— Written instruction 1 —
From the forum thread on splitting eight people into two groups, return the passage that begins at the words "There are 8C4" and stops after the words "2 groups of 4 members each.", copied word for word.
— Written instruction 2 —
Write the next part of the forum thread on splitting eight people into two groups of four, picking up right after its last sentence.

— Selection —
# # # # # # #

Eight persons in an organization including Andrew and Bob were to be d

Question

Competition Mode Question

Eight persons in an organization including Andrew and Bob were to be divided in two groups of 4 members each. The total number of groups containing both Andrew and Bob is what fraction of the total number of groups which can be formed?

A. 1/4
B. 1/70
C. 3/14
D. 1/10
E. 11/14

CareerGeek · Accepted Answer

Number of ways in which 2 groups of 4 that can be formed =  8c_4  =  \frac{8*7*6*5}{4!} = 70

Favorable outcome = Andrew & Bob to be in same team of 4
--> Favorable ways = selecting 2 members from remaining 6 =  6c_2 = 6*5/2! = 15

--> Required Probability =  \frac{15}{70}  =  \frac{3}{14}

Option C

Archit3110 · Answer

total possible groups l 8c4 ; 70
group containing andrew and bob ; 6c2 ;
P ; 15/70 ; 3/14
IMO C

Eight persons in an organization including Andrew and Bob were to be divided in two groups of 4 members each. The total number of groups containing both Andrew and Bob is what fraction of the total number of groups which can be formed?

SirFrik · Answer

There are 8C4 ways to choose the first of the two groups and only 1 way to choose the second group after the first is chosen so: 140 ways to create 2 groups of 4 members each.

# # # # # # #

— Source excerpt —
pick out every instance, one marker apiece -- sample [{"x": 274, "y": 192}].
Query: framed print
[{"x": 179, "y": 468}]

# # # # # # #

— Task result 1 —
There are 8C4 ways to choose the first of the two groups and only 1 way to choose the second group after the first is chosen so: 140 ways to create 2 groups of 4 members each.

— Task result 2 —
Andrew and Bob can be both in the first group or both in the second group.

If both are in the first group, we anchor them in and choose 2 people from the remaining 6 to complete the first group. This can be done in 15 ways. The other scenario, that is when they are both in the second group, is the mirror image of the former scenario. So there are 15+15=30 ways for this to happen.

30/140 or 3/14.

Answer is C

freedom128 · Answer

The total number of groups which can be formed = 8C4 = 70 groups (this includes the second group and sequence is not important here)

The total number of groups containing both Andrew and Bob (A, B, _, _) = 6C2 = 15

Fraction of total groups = 15/70 = 3/14

FINAL ANSWER IS (C)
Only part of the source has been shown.